→ **EXTRACT**
IN THE FIRST DECADES OF THE 20TH CENTURY, the town of Crato, in the Cariri region [in the south of the state of Ceará, Northeast of Brazil], was a center radiating culture for the modernization of the entire region, with its imposing architecture, leafy squares and the iconic Crato Market, which brought together singers, the cordelistas [writers and illustrators of the typical woodcut story books of the Northeast], engravers, crafts and popular portraiture. The music of Luiz Gonzaga eternalized Crato in the northeastern imaginary, above all between the states of Ceará and Pernambuco, and the culture of the street market, with its multiplicity of relationships, aromas, flavors and images, impregnated the so-called “Cratinho de Açúcar” [Little Sugary Crato].

Telma’s father, Júlio Saraiva, was born in Crato in 1895. He was an entrepreneur and pioneered the manufacture in the region of handmade decorated cement tiles with his company Mosaicos Leão. He was also an urban technitian who worked with various town administrations. He was an assiduous reader and so fascinated by cinema and photography that he built his first camera himself. He started by photographing houses and markets, until he opened the first photographic studio in the town – J. Saraiva Photo – and then, as the business expanded, Photo Riso. At that time, the town had no electricity, so it was necessary to use mirrors, curtains and natural light to photograph. Júlio Saraiva married Maria Passos Arraes – Dona Mirou –, who soon became an active participant in the work of the studio, mastering the technical processes of developing and copying, besides helping out in the darkroom. Dona Mirou is considered the first female professional photographer in Ceará.

→ **DATA EXTRACT**
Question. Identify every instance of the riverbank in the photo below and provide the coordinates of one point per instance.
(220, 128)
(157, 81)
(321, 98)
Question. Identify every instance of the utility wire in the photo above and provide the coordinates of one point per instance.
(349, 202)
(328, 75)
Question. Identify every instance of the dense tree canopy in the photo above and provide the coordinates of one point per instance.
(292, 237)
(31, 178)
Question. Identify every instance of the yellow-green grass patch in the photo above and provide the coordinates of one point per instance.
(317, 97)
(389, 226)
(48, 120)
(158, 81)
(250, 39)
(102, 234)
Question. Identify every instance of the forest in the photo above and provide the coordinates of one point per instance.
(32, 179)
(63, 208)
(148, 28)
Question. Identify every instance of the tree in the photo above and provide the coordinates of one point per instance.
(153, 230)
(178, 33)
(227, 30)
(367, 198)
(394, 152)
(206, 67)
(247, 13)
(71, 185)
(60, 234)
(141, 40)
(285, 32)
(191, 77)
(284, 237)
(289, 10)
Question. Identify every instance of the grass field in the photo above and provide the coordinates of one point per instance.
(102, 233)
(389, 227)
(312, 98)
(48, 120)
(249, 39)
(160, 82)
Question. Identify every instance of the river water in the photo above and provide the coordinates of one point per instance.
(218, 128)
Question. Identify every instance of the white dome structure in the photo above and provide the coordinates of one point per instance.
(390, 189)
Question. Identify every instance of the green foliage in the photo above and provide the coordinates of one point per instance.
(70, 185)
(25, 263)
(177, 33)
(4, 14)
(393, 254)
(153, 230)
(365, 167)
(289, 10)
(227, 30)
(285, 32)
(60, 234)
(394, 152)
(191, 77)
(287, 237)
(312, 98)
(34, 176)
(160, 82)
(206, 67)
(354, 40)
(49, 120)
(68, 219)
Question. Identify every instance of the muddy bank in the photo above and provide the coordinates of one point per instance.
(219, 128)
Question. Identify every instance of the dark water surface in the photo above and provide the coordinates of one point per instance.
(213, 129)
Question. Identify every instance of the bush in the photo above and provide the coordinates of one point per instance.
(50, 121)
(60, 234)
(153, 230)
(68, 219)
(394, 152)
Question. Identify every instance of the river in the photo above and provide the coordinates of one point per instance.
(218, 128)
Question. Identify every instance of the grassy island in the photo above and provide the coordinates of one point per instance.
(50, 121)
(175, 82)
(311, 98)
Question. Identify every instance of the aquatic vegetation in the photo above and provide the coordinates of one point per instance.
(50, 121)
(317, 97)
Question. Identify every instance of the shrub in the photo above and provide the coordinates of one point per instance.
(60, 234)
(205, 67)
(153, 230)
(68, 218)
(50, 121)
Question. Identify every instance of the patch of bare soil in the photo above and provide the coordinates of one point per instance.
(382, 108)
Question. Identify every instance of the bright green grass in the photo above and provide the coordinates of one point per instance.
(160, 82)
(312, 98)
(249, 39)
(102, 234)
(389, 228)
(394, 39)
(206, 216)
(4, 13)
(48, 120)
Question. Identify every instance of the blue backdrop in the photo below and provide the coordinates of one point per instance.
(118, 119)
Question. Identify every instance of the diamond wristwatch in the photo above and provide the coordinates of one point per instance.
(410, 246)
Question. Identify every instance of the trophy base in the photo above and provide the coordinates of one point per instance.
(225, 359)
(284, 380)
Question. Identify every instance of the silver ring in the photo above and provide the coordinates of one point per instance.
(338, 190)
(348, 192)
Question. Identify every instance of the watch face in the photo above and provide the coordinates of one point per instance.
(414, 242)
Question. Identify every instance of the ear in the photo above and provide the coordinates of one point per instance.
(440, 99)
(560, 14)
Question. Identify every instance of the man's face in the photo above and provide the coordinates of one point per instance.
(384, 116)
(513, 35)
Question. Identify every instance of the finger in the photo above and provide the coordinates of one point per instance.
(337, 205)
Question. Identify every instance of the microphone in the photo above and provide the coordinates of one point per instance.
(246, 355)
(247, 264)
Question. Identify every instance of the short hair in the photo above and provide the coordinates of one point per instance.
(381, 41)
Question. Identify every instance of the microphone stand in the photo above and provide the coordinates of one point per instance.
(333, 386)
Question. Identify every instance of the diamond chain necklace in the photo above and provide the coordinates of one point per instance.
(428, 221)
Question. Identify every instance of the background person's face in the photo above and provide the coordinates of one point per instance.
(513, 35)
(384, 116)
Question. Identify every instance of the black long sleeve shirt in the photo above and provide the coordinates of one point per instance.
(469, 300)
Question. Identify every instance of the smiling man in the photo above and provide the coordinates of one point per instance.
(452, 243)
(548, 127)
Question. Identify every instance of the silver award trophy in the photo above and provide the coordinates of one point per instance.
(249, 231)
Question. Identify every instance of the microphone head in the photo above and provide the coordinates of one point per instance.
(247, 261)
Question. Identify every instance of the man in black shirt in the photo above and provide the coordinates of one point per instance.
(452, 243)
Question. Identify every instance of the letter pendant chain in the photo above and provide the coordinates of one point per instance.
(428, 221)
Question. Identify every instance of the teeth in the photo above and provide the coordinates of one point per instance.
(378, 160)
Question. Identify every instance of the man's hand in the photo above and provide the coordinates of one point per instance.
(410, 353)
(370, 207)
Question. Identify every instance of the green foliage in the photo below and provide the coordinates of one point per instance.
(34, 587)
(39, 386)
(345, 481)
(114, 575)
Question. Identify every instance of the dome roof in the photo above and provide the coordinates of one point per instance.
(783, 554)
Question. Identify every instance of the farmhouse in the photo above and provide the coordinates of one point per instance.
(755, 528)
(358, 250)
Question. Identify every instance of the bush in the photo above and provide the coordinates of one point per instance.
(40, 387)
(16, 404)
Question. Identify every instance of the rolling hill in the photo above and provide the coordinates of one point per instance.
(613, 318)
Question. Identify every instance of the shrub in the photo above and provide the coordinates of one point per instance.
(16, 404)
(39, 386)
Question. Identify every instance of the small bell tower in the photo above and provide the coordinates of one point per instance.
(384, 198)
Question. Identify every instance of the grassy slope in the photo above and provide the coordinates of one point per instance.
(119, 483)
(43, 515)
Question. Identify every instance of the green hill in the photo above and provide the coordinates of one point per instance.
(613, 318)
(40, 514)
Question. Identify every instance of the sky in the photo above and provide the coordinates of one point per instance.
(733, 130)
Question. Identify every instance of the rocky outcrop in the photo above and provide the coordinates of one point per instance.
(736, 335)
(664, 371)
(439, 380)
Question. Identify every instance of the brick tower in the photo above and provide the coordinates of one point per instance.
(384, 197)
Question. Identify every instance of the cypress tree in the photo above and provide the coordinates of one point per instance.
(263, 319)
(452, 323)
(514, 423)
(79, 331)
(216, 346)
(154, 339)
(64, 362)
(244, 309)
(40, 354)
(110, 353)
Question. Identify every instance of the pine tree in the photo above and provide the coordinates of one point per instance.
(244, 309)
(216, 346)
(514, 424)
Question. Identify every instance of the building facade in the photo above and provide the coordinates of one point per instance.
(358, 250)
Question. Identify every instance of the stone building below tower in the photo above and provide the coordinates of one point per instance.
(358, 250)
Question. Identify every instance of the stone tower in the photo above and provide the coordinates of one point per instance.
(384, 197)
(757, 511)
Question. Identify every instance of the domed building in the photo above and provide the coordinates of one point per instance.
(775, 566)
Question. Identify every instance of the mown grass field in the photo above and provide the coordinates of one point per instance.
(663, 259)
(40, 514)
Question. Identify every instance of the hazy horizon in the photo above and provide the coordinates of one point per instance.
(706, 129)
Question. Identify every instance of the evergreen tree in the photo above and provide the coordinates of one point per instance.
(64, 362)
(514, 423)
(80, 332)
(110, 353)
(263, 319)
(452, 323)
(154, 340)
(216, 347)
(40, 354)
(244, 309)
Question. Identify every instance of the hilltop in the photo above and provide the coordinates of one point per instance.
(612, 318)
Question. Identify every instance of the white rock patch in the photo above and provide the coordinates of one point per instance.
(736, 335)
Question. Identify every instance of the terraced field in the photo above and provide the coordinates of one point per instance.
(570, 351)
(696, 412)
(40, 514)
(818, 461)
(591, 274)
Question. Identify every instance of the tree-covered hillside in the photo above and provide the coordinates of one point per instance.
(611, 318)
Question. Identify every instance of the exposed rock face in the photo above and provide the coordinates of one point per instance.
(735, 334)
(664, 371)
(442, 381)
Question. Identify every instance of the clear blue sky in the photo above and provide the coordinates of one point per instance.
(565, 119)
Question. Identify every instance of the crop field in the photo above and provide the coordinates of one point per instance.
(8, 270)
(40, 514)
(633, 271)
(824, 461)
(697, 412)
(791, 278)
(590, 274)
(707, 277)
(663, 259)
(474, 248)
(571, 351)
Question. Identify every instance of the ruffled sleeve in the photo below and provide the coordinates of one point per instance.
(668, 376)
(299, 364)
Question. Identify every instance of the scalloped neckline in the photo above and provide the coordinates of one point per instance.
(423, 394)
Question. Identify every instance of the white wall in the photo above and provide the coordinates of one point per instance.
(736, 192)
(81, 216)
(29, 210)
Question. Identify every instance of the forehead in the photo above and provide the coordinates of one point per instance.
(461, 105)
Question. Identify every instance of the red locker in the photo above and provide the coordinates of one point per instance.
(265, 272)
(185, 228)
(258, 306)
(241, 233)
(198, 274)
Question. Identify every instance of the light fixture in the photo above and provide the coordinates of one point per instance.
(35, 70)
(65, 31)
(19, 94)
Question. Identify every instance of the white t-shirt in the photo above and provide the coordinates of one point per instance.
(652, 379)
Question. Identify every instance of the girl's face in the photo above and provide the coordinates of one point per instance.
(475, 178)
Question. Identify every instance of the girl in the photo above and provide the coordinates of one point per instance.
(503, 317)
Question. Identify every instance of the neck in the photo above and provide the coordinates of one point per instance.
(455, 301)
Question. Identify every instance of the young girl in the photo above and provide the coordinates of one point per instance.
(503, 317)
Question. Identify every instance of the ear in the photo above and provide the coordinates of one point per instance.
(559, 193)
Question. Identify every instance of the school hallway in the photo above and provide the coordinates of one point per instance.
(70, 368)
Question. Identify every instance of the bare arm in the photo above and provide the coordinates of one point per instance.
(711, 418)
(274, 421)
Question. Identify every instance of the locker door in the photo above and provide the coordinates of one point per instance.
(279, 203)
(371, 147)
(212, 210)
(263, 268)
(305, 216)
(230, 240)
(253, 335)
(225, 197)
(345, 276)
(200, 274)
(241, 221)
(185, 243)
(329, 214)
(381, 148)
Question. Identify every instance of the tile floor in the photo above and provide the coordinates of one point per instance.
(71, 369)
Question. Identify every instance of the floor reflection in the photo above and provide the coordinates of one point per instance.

→ **ACTIONS TO TAKE**
1 – List the names of the businesses Júlio Saraiva ran, as the passage about Crato gives them.
2 – Set down, word for word, the part of the passage about Crato that opens with the words containing "IN THE FIRST" and closes with "[Little Sugary Crato].".

→ **WORKED SOLUTIONS**
1 –
Mosaicos Leão
J. Saraiva Photo
Photo Riso

2 –
IN THE FIRST DECADES OF THE 20TH CENTURY, the town of Crato, in the Cariri region [in the south of the state of Ceará, Northeast of Brazil], was a center radiating culture for the modernization of the entire region, with its imposing architecture, leafy squares and the iconic Crato Market, which brought together singers, the cordelistas [writers and illustrators of the typical woodcut story books of the Northeast], engravers, crafts and popular portraiture. The music of Luiz Gonzaga eternalized Crato in the northeastern imaginary, above all between the states of Ceará and Pernambuco, and the culture of the street market, with its multiplicity of relationships, aromas, flavors and images, impregnated the so-called “Cratinho de Açúcar” [Little Sugary Crato].